### SET EXERCISE 1
According to the article below on the geography of cuisine, what does the concept of 'pesanju' mean?

### SOURCE EXCERPT
Katori versus banana leaf: The geography of cuisine

Hindustan Times15-05-2025

Is South Indian food more messy than North Indian food or is it more sensual? Is it because we eat on a banana leaf which is to food what the napkin/plate/tablecloth combo is for other foods? Is it because North India brings out its katori army, arranged like chess pieces, with one bowl for each dish? Is it because our gravies – think sambar, olan and stew – are more runny than their rajma or rogan josh? How does India eat and why does it eat this way? Is it because restaurants have changed how we eat or is it intrinsic to the food?
Chef Sara Jacob links it to the North Indian 'katori system' versus the South Indian eating on a banana leaf. Sara is in Bengaluru to do a pop up called Nair on Fire at Lush restaurant in Renaissance Bengaluru Race Course hotel. She specialises in Kerala cuisine that she markets through Instagram with celebrity endorsement and restaurant pop-ups across the country. Sara tells me how the pop-ups she does in Delhi are different from the ones she does in Bengaluru. In Delhi, she says, she arranges her dishes in neat layers, allowing for people to use a fork and spoon. In Bengaluru, she doesn't have to do any of this, serving her eriseri, puliseri, olan and stews in mud pots. The dozen-odd people at my table all mix the dishes by hand without any self-consciousness and are clearly enjoying themselves, which is why I asked the original question: is South Indian food more messy than North Indian food?
'Not messy. More sensual,' says Chef Regi Mathew who runs Kappa Chakka Kandhari in Bengaluru and Chennai. He describes all the ways in which we use our fingers, which are intuitive and natural to me. In South India, we are not shy about eating. We use our entire hand to work with the food. We have the concept of 'pesanju' which is mixing and mashing with our fingers. It is supremely sensual, I agree, but it also looks messy. There are many advantages to this method of eating. Using your hands tells you the temperature of the food – if it is too hot to put in your mouth. You can mix a banana with the Kerala puttu in this same manner allowing the mashed banana to leak through your fingers, giving you the pleasant sensation of feeling the cold banana with the hot puttu. My North Indian friends cannot stand to even see this leaking banana between my fingers, let alone emulate it.

### SET EXERCISE 2
Return each line of the records below that contains the word "kitchen".

### ENTRIES PROVIDED
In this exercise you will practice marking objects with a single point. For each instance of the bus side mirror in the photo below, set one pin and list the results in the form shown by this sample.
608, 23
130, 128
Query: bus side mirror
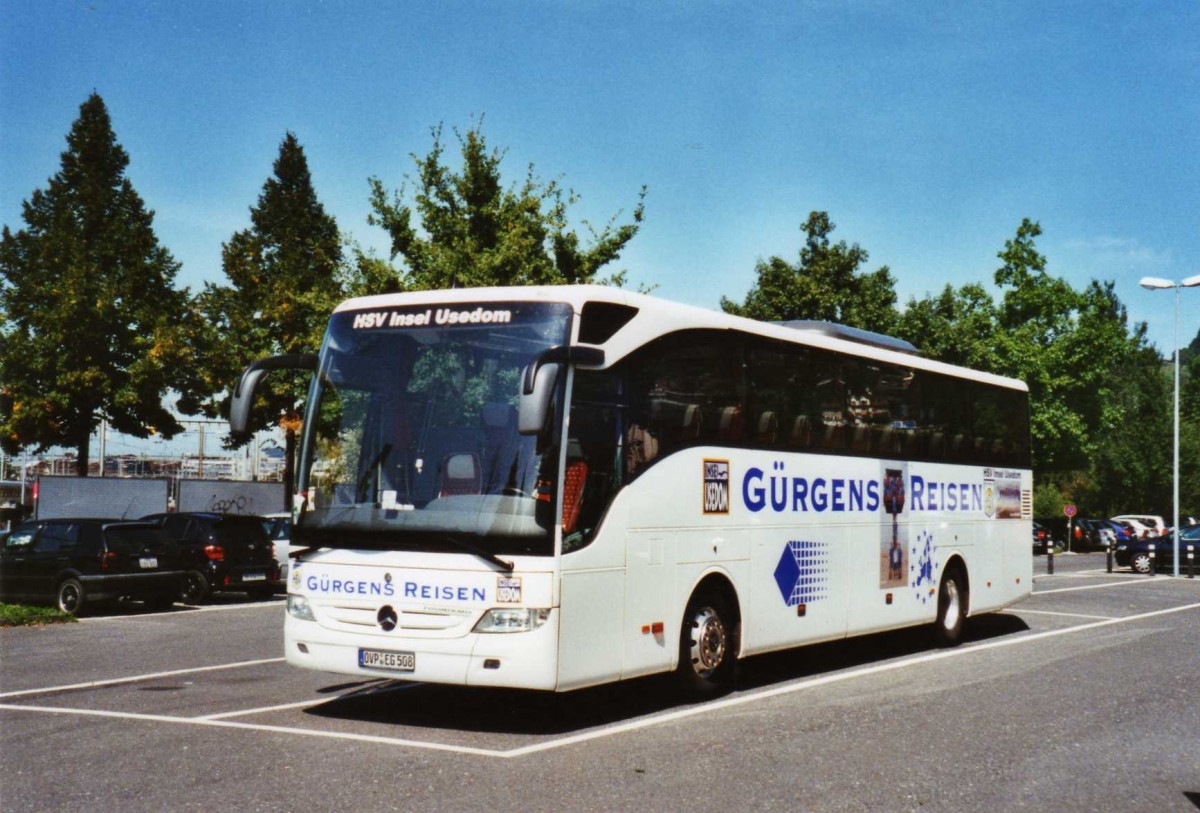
533, 407
244, 393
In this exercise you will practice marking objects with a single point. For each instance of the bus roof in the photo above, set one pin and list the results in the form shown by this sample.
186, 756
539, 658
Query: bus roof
657, 317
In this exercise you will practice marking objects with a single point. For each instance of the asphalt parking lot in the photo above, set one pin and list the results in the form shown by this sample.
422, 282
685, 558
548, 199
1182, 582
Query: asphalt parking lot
1083, 697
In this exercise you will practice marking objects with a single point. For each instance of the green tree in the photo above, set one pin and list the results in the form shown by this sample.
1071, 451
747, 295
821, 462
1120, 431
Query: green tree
957, 326
465, 228
285, 281
827, 283
88, 303
1099, 419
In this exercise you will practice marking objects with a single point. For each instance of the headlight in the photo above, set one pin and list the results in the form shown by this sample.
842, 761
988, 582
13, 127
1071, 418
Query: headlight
503, 619
299, 607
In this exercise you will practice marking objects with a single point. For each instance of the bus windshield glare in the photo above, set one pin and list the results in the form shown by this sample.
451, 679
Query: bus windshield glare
412, 438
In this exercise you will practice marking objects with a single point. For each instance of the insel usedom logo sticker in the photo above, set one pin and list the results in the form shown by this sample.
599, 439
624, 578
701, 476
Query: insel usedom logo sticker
717, 486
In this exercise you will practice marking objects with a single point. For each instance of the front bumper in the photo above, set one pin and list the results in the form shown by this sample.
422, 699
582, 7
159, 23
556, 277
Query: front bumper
517, 660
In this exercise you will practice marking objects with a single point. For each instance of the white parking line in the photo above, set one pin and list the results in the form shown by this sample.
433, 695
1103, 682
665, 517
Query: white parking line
1146, 579
301, 704
279, 729
246, 712
133, 679
624, 728
1069, 615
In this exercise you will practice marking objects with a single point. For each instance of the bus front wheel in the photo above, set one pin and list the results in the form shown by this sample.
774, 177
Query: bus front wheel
707, 646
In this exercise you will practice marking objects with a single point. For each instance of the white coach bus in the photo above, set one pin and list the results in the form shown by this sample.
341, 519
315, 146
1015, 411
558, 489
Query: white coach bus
558, 487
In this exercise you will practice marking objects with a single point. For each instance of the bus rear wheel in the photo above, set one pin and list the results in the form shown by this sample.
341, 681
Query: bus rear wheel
707, 646
952, 608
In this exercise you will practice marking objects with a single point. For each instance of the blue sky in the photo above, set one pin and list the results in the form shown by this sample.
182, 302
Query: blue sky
927, 130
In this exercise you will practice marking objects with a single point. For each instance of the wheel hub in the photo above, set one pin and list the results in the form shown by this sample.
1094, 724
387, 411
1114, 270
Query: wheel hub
708, 643
953, 604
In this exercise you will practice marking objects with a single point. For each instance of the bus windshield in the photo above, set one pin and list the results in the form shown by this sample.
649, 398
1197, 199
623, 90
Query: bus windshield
411, 438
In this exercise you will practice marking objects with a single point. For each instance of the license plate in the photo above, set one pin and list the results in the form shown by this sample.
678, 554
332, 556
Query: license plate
375, 658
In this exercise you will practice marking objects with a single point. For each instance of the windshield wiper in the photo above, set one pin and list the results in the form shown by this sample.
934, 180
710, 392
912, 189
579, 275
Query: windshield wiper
479, 552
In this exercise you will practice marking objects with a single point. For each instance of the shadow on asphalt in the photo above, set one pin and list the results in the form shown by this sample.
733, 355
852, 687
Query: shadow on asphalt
526, 712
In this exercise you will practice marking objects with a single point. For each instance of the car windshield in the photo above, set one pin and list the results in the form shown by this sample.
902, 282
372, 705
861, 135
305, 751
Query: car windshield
411, 437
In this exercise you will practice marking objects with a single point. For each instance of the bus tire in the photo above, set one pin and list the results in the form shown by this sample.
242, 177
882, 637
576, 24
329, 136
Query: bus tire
707, 646
196, 588
952, 607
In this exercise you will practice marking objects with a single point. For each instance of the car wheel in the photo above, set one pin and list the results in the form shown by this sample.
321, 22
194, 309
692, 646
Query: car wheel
70, 597
160, 603
952, 608
707, 646
196, 588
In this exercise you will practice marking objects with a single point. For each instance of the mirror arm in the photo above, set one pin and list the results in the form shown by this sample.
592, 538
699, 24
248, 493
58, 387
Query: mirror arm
244, 391
583, 355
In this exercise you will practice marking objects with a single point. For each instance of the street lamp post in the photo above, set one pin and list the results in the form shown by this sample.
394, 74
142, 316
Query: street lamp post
1155, 283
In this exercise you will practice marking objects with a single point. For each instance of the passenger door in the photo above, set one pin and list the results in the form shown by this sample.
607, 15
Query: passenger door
15, 559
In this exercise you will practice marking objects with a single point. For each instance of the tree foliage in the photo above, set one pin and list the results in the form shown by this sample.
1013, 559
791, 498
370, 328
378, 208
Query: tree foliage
465, 228
1098, 407
827, 283
283, 282
88, 303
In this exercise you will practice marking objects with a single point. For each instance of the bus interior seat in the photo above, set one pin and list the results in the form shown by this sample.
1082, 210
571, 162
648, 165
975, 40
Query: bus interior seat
461, 475
768, 428
937, 445
675, 420
730, 427
802, 432
574, 481
862, 438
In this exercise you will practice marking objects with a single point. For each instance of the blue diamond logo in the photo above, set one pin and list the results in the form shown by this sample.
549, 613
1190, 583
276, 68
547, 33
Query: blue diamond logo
787, 573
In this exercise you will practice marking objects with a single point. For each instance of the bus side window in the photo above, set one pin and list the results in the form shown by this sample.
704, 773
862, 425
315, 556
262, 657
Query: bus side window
687, 389
594, 470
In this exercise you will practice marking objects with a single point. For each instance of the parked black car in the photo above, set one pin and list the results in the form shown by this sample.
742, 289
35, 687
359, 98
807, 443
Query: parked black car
1135, 553
221, 552
75, 562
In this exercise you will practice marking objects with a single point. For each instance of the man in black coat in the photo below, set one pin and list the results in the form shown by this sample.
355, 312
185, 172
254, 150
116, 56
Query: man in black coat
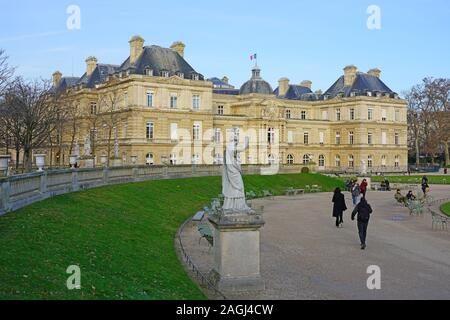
339, 206
363, 209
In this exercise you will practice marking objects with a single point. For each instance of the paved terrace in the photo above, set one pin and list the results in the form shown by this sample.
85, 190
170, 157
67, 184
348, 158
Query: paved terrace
304, 255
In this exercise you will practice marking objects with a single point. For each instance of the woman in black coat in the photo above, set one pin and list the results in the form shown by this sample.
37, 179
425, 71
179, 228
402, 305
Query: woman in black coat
339, 206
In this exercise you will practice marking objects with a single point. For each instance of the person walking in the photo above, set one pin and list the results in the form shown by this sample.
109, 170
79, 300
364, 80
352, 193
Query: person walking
355, 193
339, 206
363, 188
364, 210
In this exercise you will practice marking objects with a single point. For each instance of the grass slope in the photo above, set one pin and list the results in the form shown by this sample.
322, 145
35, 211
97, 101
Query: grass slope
121, 236
445, 208
441, 179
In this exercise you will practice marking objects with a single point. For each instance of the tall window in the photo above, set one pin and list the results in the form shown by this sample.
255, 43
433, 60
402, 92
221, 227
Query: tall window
173, 159
383, 161
290, 137
174, 131
337, 161
271, 135
217, 134
369, 162
306, 159
383, 115
93, 108
352, 114
150, 132
303, 115
150, 99
290, 159
351, 138
370, 114
173, 101
196, 132
351, 161
288, 114
321, 160
338, 137
196, 102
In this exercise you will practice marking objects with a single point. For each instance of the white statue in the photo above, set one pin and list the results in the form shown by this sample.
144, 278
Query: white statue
87, 145
363, 167
232, 183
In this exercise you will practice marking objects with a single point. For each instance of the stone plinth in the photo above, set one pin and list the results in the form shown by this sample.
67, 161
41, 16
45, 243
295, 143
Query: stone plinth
237, 251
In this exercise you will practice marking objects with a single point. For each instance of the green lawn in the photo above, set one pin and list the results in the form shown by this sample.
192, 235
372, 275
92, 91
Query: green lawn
445, 208
122, 237
442, 179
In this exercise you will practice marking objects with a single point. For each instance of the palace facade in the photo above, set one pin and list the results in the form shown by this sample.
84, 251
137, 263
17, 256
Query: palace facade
156, 108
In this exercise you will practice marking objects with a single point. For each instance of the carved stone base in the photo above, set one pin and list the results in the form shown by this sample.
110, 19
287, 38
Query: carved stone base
237, 251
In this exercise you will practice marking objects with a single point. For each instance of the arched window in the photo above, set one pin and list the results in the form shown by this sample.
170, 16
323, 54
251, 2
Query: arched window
337, 160
351, 161
321, 160
306, 159
149, 159
290, 159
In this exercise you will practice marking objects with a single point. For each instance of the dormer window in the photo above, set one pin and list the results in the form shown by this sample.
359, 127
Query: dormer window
148, 71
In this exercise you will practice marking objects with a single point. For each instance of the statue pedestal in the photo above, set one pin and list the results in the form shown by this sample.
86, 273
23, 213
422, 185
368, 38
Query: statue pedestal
237, 251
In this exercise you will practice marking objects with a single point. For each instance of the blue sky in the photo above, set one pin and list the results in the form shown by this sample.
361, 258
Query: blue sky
296, 39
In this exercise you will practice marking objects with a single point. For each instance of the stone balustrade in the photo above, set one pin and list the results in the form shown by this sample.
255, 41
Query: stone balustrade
21, 190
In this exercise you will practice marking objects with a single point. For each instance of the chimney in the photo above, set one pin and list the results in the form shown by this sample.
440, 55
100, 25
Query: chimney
283, 86
56, 78
349, 75
178, 46
306, 83
136, 48
374, 72
91, 64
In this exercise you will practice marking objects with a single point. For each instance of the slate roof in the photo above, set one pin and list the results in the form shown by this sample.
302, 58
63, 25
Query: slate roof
99, 75
160, 59
363, 83
256, 84
297, 92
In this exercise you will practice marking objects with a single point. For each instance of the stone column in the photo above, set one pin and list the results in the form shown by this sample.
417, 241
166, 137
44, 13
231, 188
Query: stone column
237, 251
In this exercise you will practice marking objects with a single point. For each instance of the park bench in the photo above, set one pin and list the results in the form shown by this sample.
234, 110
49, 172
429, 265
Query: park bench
198, 216
205, 233
438, 220
415, 207
267, 194
292, 192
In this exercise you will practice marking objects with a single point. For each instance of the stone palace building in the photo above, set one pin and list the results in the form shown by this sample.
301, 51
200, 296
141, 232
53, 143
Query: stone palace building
155, 108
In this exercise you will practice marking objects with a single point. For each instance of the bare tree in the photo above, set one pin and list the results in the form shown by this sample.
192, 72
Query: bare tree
32, 116
109, 105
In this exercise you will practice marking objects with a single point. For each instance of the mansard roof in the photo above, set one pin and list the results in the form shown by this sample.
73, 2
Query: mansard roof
160, 59
363, 83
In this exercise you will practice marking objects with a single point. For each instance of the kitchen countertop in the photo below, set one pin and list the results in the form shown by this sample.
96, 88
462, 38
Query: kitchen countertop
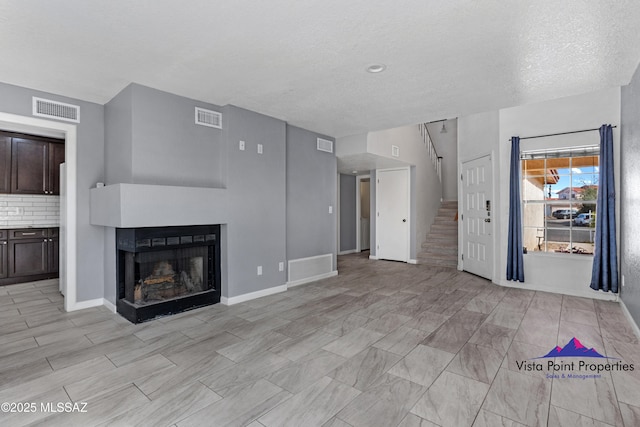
20, 227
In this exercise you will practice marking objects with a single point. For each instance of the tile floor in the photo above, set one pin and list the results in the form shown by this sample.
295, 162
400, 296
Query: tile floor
382, 344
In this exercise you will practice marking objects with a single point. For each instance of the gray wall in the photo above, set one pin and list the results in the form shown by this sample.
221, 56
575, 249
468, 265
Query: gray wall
372, 213
447, 147
629, 201
152, 139
311, 189
256, 183
90, 140
347, 212
118, 135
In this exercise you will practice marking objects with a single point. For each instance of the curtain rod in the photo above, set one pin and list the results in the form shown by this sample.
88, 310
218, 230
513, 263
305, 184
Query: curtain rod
561, 133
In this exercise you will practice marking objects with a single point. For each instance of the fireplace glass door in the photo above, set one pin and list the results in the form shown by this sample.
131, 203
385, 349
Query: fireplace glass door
169, 274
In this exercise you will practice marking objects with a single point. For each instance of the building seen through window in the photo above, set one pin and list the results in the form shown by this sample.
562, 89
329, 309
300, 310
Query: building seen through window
559, 193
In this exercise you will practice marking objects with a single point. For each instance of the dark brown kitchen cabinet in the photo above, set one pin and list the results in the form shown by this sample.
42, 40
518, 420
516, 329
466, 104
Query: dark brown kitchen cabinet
3, 254
56, 158
29, 254
30, 164
53, 251
35, 166
5, 164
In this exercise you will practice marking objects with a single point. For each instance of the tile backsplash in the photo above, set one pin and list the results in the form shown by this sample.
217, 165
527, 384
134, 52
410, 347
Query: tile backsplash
18, 210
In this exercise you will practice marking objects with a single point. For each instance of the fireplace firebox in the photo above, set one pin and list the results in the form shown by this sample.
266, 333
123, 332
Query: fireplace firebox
167, 270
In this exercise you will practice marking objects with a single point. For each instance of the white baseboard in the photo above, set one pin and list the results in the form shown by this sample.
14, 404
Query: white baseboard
312, 279
81, 305
634, 325
252, 295
350, 251
109, 305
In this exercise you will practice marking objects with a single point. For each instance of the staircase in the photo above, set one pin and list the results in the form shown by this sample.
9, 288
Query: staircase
441, 247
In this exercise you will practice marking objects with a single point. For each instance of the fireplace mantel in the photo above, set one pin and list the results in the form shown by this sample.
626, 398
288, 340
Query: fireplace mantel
141, 205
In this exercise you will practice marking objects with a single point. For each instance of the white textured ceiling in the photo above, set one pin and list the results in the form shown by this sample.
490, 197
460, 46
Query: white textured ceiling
304, 61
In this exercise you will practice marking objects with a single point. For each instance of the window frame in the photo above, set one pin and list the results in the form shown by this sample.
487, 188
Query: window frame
541, 247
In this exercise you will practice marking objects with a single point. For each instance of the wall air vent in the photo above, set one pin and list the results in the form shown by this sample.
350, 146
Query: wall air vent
325, 145
208, 118
56, 110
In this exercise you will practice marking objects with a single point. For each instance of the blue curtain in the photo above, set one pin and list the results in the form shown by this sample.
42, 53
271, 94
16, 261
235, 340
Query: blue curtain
515, 262
604, 273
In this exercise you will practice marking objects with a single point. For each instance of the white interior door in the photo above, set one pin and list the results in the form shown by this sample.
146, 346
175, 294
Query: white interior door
477, 217
392, 201
365, 199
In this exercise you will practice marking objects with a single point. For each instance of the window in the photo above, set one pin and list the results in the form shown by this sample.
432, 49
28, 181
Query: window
559, 192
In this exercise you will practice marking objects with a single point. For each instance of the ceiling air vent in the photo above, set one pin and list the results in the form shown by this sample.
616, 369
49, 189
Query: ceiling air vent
325, 145
208, 118
56, 110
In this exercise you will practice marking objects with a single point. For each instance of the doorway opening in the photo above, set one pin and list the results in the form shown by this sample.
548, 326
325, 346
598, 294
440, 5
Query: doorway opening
68, 202
363, 213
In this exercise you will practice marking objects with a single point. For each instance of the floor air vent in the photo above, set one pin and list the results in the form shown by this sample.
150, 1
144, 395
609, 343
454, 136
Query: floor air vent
325, 145
56, 110
208, 118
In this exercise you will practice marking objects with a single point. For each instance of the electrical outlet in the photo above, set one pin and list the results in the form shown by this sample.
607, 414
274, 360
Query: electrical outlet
19, 210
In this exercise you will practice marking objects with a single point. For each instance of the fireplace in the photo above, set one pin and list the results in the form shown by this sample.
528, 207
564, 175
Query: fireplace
167, 270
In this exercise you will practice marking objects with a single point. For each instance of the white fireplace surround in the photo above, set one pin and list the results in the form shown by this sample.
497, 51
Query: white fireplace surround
142, 205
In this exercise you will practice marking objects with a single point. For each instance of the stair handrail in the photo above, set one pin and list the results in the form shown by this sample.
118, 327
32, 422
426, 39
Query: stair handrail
431, 149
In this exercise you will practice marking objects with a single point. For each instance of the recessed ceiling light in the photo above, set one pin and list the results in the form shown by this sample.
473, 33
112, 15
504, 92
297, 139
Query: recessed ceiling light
376, 68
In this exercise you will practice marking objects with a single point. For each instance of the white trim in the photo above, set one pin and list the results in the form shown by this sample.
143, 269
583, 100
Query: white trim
350, 251
586, 293
40, 126
634, 325
312, 279
252, 295
359, 180
109, 305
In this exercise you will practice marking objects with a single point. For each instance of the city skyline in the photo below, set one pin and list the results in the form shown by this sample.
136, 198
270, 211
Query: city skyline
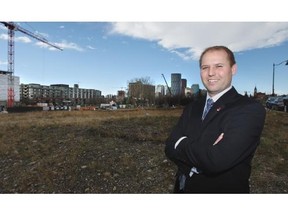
106, 56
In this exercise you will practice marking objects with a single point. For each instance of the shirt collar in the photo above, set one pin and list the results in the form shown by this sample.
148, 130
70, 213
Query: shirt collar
217, 96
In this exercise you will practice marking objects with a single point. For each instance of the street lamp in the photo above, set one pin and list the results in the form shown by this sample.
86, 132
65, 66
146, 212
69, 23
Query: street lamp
274, 73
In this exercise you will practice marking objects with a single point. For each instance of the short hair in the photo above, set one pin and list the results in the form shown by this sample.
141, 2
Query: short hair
230, 54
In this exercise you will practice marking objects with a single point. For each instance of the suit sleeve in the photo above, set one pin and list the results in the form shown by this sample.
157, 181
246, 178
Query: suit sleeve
242, 127
177, 133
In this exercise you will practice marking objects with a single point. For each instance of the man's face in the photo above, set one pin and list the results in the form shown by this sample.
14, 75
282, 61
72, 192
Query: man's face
216, 72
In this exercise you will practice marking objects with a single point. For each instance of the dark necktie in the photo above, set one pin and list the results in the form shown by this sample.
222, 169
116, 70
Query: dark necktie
210, 103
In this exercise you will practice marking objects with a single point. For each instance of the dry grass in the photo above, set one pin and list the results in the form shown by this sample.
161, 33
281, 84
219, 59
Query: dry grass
113, 152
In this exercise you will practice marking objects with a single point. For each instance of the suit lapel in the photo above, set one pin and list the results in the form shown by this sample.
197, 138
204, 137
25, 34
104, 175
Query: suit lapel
221, 104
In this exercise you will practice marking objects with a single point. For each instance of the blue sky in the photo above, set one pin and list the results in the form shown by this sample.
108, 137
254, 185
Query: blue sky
106, 55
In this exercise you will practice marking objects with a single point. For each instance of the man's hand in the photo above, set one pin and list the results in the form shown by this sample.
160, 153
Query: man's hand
219, 138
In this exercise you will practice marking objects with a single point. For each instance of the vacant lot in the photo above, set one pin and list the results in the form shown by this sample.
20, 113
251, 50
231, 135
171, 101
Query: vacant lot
114, 152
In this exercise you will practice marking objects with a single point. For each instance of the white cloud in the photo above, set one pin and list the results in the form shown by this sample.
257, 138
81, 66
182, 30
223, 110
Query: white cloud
90, 47
3, 62
22, 39
188, 39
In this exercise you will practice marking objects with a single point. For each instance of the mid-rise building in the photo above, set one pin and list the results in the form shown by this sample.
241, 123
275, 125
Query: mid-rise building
176, 84
9, 89
142, 92
57, 94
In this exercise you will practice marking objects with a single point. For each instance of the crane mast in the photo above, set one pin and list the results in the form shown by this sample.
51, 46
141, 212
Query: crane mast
167, 85
12, 27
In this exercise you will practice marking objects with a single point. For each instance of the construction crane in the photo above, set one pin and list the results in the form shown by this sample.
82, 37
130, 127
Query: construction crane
12, 27
167, 85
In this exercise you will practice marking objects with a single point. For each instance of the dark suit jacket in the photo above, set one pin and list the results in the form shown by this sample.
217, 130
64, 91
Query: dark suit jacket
226, 166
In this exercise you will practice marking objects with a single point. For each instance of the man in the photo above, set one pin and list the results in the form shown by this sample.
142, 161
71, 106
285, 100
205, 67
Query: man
213, 152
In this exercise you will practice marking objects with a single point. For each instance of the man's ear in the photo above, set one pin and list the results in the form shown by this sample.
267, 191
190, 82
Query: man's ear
234, 69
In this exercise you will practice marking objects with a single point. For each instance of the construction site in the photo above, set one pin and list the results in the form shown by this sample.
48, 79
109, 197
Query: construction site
10, 84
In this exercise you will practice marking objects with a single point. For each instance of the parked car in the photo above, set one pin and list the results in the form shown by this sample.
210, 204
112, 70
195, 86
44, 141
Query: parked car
270, 102
276, 103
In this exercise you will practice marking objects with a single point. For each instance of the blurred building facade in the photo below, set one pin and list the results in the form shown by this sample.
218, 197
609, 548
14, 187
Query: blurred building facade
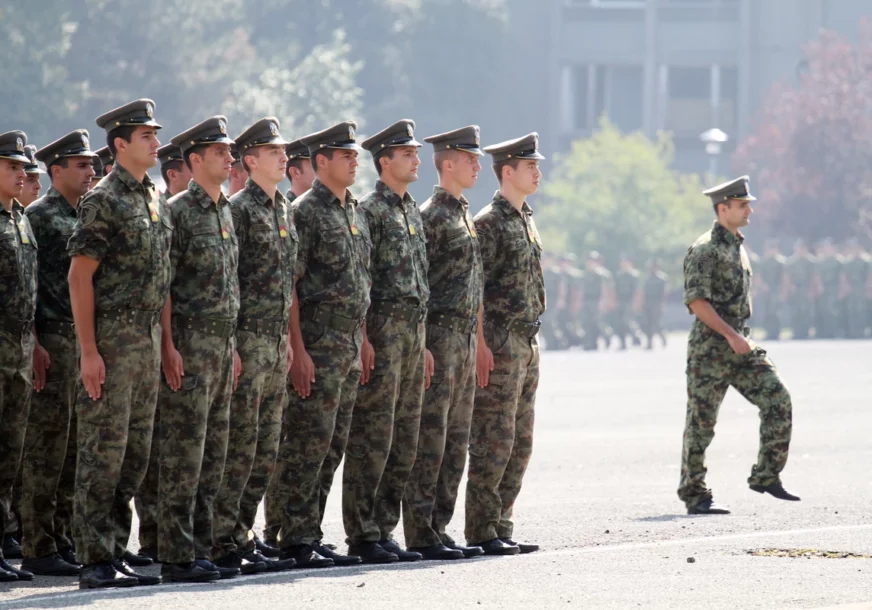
679, 65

### EXERCISE RESULT 1
Mixing and mashing with the fingers.

### EXERCISE RESULT 2
In this exercise you will practice marking objects with a single point. For each instance of the kitchen countertop in the photo below, set one pin and list the results in the form shown by this sample.
Query: kitchen countertop
In this exercise you will practice marking objects with a single point. For each instance of the dark brown kitchen cabinet in the photo above, set one pin and list the results in the form shown by this sample.
Query: dark brown kitchen cabinet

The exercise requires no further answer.